### What the task requires
Format each line of the rows below as one string in a JSON list, leaving out any blank lines.

====== Source records ======

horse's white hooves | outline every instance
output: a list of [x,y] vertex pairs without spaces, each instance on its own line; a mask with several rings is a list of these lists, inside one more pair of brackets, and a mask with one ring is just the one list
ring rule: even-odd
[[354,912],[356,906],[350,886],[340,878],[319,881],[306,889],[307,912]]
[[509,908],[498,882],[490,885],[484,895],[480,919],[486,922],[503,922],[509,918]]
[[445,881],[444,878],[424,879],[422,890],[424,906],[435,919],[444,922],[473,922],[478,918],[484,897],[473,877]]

======

### Expected answer
[
  "horse's white hooves | outline every instance",
  "output: a list of [x,y] vertex pairs without spaces, each instance on its own line; a mask with several rings is a list of these lists, inside one more pair of brackets, and a mask with one ring is just the one list",
  "ring rule: even-odd",
  "[[354,912],[356,906],[350,886],[340,878],[319,881],[306,889],[307,912]]",
  "[[509,908],[498,882],[490,885],[484,895],[480,919],[486,922],[503,922],[509,918]]",
  "[[445,881],[444,878],[424,879],[422,890],[424,906],[435,919],[444,922],[473,922],[478,918],[484,897],[473,877]]"
]